→ **PROBLEM TO WORK ON**
Exactly as written, please repeat the data that follows, but not the pictures.

→ **DATASET ENTRIES**
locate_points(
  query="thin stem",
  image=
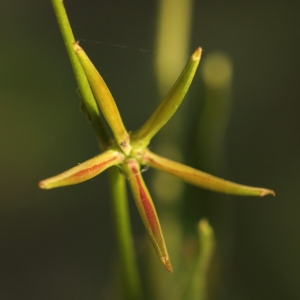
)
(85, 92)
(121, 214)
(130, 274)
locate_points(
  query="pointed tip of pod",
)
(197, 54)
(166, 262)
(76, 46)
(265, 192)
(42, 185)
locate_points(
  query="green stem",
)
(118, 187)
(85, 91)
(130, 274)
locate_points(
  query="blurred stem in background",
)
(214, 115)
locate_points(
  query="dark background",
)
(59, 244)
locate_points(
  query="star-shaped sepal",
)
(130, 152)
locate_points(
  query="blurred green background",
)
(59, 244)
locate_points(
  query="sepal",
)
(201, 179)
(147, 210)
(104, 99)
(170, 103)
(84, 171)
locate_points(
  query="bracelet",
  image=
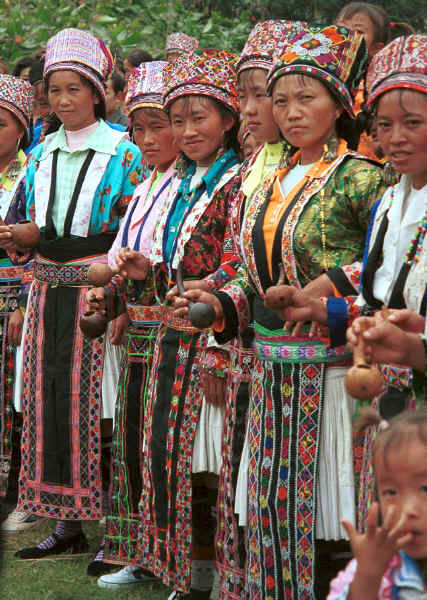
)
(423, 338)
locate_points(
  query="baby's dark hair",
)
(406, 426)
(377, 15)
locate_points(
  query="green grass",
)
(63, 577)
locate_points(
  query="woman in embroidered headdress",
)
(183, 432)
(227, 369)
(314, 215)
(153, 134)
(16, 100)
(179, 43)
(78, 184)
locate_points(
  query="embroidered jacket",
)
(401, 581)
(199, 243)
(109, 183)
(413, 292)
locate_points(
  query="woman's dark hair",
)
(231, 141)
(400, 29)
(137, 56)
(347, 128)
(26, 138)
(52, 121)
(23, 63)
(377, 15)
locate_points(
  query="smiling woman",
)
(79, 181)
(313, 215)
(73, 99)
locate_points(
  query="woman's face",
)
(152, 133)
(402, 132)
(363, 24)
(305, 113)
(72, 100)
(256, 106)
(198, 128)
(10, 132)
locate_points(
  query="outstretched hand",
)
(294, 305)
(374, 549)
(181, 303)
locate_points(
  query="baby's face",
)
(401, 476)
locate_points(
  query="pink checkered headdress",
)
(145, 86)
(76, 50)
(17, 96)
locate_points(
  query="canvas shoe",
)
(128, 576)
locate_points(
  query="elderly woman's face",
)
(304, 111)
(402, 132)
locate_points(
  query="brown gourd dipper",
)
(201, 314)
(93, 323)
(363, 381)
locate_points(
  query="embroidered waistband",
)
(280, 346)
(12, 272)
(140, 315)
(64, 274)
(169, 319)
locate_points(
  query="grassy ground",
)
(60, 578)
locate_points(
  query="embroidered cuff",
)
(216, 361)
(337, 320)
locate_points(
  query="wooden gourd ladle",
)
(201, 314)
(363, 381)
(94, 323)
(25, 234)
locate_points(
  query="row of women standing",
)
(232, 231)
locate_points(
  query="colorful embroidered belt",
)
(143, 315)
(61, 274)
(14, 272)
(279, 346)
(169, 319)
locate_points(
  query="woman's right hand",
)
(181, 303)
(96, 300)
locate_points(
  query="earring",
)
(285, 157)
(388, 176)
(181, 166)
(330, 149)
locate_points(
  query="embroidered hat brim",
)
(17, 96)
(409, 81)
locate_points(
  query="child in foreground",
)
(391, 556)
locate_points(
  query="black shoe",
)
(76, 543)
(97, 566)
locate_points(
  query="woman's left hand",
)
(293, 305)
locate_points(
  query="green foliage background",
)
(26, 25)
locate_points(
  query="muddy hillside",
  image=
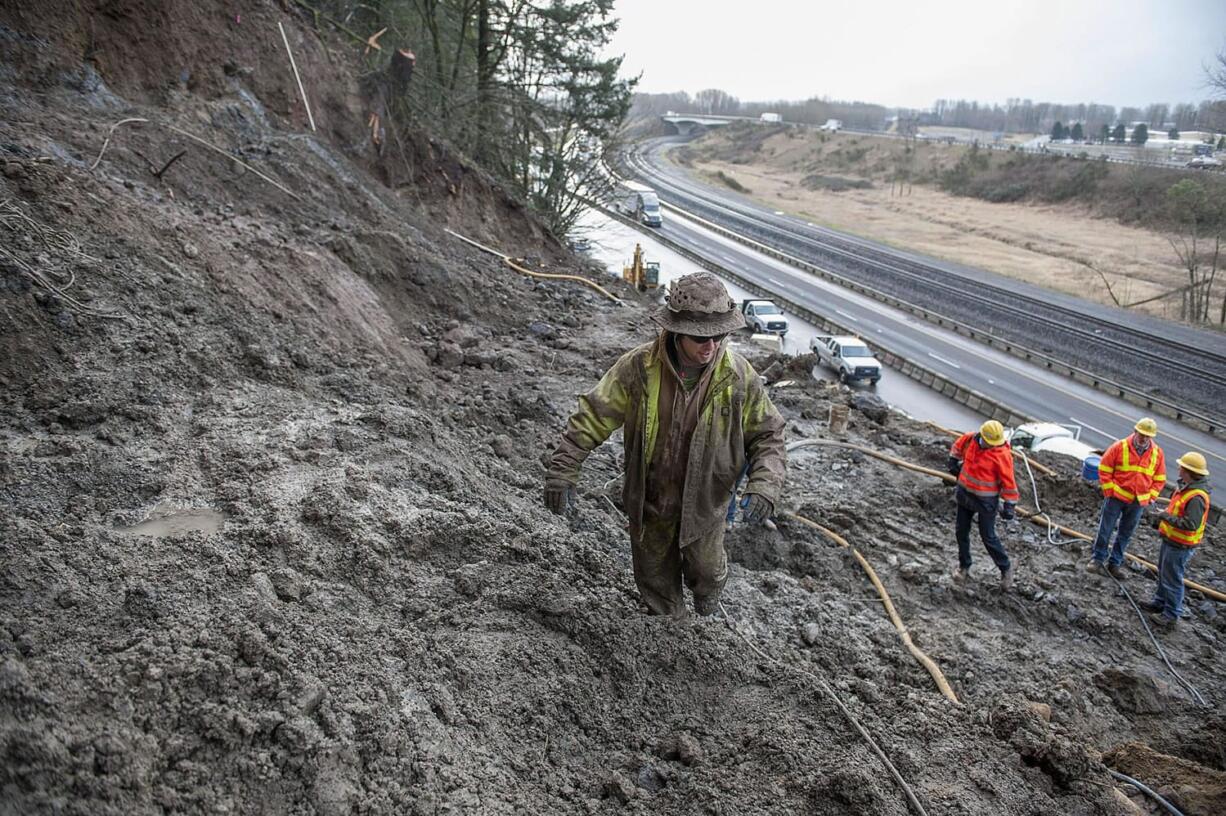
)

→ **EXERCISE ANSWER**
locate_points(
  query="thin stem",
  image=
)
(85, 92)
(121, 214)
(130, 274)
locate_points(
  query="pointed tip of pod",
)
(197, 54)
(166, 262)
(76, 46)
(265, 192)
(42, 185)
locate_points(
  query="green stem",
)
(118, 187)
(85, 91)
(130, 274)
locate_points(
  query="blurred stem in background",
)
(214, 115)
locate_points(
  query="dark background",
)
(59, 244)
locate_points(
  query="star-shaped sepal",
)
(130, 152)
locate_points(
  query="blurred green background",
)
(59, 244)
locate_points(
  query="sepal",
)
(201, 179)
(147, 210)
(104, 99)
(170, 103)
(84, 171)
locate_points(
  query="bracelet",
  image=
)
(423, 338)
locate_points(
  query="baby's dark hair",
)
(406, 426)
(377, 15)
locate_points(
  query="green grass",
)
(63, 577)
locate_points(
  query="woman in embroidered headdress",
)
(183, 432)
(227, 369)
(314, 215)
(153, 134)
(16, 100)
(179, 43)
(78, 184)
locate_points(
  query="embroidered jacket",
)
(401, 581)
(199, 243)
(109, 183)
(413, 292)
locate_points(
  query="woman's dark hair",
)
(231, 141)
(400, 29)
(137, 56)
(347, 128)
(26, 138)
(52, 121)
(23, 63)
(377, 15)
locate_points(
  query="smiling woman",
)
(79, 181)
(313, 215)
(73, 99)
locate_points(
  query="woman's face",
)
(152, 133)
(402, 132)
(363, 24)
(305, 113)
(72, 100)
(256, 106)
(198, 128)
(10, 132)
locate_points(
  query="outstretched hand",
)
(294, 305)
(374, 549)
(181, 303)
locate_points(
  query="baby's face",
)
(401, 476)
locate_points(
  query="pink checkered headdress",
)
(145, 86)
(76, 50)
(17, 96)
locate_points(
  query="canvas shoe",
)
(128, 576)
locate_points(
  query="elderly woman's face",
)
(304, 111)
(402, 132)
locate_points(
  query="brown gourd dipper",
)
(201, 314)
(93, 323)
(363, 381)
locate_points(
  query="embroidered waistband",
)
(280, 346)
(12, 272)
(140, 315)
(64, 274)
(169, 319)
locate_points(
  query="grassy ground",
)
(60, 578)
locate_points(
  query="embroidered cuff",
)
(216, 361)
(337, 320)
locate_points(
  query="wooden gourd ladle",
)
(201, 314)
(363, 381)
(94, 323)
(25, 234)
locate_points(
  query="row of women standing",
)
(232, 231)
locate_points(
  query="colorful embroidered belt",
)
(143, 315)
(61, 274)
(14, 272)
(279, 346)
(169, 319)
locate_points(
  query="woman's right hand",
)
(181, 303)
(96, 300)
locate_points(
  query="earring",
)
(285, 157)
(388, 176)
(181, 166)
(330, 149)
locate_points(
  query="embroidered hat brim",
)
(17, 96)
(409, 81)
locate_points(
  query="child in foreground",
)
(391, 556)
locate_points(
  query="black shoe",
)
(76, 543)
(97, 566)
locate_points(
  query="woman's left hand",
)
(293, 305)
locate_points(
  query="green foliage background",
)
(26, 25)
locate_points(
  query="muddy hillside",
  image=
)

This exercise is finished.